TEXTO FORNECIDO:
· · · ·
Entenda a influência do tipo de contrato nas compras

Duas pessoas analisando contratos

A atividade de compras e suprimentos é diretamente influenciada pelo tipo de contrato celebrado entre a construtora e os proprietários do empreendimento. No contrato por preço global (também chamado de turnkey), não são especificados itens unitários para materiais e serviços.

“Com o valor total do contrato já definido, o risco passa a ter maior peso para o contratado pela execução do empreendimento”, diz Walter Freitas, presidente da Associação Nacional de Gestores de Contratos.

A construtora poderá ter cobertura financeira referente a qualquer valor excedente se forem acolhidos os claims (pleitos contratuais). É o caso de ocorrências como mudança de escopo, greve ou chuvas que paralisem as obras, que podem gerar custo adicional e alteração do prazo de entrega. “Alguns desses eventos já estão previstos em legislação”, completa.

A aquisição de itens importados ou com preços dolarizados também deve ser objeto de cláusula contratual, de maneira a evitar que a construtora seja prejudicada diante de uma brusca elevação da moeda norte-americana.

“É recomendável que as partes estabeleçam um gatilho, a partir do qual o valor previsto inicialmente seja revisitado”, sugere o especialista, lembrando que esse procedimento vale para estabelecer teto de aumento excessivo de preços para outros materiais e sistemas.

O resultado do acordo não reside apenas na assinatura de um bom contrato, seja ele por preço global ou administrado, mas no alinhamento das equipes envolvidas com o contrato na execução do projeto Walter Freitas

Contrato por preço administrado

Já no contrato por preço administrado, há uma estimativa de orçamento que considera um percentual de administração sobre o valor de compras. As aquisições têm maior visibilidade, em geral, com explicitação de valores unitários. Muitas vezes, a gestão é compartilhada pela contratante e a contratada. “É mais transparente”, destaca Freitas.
· · · ·
EXERCÍCIO RÁPIDO 1:
Copie sem nenhuma alteração as entradas, do começo delas até a linha que contém "[(318, 412), (363, 483), (278, 501)]", incluindo essa linha.
· · · ·
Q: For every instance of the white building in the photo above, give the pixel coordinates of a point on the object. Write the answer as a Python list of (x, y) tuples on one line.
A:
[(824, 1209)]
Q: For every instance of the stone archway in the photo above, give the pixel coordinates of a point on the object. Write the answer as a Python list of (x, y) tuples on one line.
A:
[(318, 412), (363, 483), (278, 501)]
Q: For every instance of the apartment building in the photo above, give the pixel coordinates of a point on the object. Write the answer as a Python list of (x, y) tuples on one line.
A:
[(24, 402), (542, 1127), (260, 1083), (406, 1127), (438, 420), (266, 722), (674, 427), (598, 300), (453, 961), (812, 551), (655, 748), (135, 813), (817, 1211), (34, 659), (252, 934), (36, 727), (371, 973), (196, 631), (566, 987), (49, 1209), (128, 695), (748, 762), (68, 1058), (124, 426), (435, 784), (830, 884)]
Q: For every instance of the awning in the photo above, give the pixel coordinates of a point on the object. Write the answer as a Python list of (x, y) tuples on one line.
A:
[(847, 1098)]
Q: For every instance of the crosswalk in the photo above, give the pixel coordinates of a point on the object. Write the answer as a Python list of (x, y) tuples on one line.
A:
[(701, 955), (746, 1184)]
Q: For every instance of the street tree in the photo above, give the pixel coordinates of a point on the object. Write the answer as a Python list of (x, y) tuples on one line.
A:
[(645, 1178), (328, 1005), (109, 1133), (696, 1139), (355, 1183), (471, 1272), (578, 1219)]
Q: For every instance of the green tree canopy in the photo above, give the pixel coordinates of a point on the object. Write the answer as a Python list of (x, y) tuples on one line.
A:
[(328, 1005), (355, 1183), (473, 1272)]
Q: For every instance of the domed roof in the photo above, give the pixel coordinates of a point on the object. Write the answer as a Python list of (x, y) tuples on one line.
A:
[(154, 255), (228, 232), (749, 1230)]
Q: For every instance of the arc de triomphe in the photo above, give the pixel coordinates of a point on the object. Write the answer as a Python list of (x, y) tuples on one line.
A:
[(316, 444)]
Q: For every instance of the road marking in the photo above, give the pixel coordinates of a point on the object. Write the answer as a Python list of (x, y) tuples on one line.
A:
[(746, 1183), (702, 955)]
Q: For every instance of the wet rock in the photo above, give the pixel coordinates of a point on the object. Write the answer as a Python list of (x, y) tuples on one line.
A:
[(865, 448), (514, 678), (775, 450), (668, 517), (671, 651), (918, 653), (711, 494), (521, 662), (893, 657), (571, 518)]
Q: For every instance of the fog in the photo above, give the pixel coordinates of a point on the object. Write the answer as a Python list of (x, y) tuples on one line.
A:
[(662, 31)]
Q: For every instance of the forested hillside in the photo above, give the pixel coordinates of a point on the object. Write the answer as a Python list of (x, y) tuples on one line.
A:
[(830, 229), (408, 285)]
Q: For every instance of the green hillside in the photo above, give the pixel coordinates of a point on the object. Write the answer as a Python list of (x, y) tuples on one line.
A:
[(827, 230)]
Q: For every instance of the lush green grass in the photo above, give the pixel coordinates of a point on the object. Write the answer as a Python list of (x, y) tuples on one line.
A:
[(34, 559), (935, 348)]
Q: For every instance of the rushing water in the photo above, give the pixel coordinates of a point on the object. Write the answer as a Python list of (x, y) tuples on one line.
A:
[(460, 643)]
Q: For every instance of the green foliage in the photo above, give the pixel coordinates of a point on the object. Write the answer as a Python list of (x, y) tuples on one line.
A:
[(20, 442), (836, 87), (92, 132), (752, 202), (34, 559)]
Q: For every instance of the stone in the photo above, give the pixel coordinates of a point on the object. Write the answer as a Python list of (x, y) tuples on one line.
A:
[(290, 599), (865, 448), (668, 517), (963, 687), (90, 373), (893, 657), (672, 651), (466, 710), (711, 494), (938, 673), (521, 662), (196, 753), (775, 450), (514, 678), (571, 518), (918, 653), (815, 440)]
· · · ·
EXERCÍCIO RÁPIDO 2:
Quais ocorrências o texto sobre contratos nas compras dá como exemplos de casos que podem gerar custo adicional e mudar o prazo de entrega? Liste todas.

RESPOSTA ESPERADA 1:
Q: For every instance of the white building in the photo above, give the pixel coordinates of a point on the object. Write the answer as a Python list of (x, y) tuples on one line.
A:
[(824, 1209)]
Q: For every instance of the stone archway in the photo above, give the pixel coordinates of a point on the object. Write the answer as a Python list of (x, y) tuples on one line.
A:
[(318, 412), (363, 483), (278, 501)]

RESPOSTA ESPERADA 2:
- mudança de escopo
- greve
- chuvas que paralisem as obras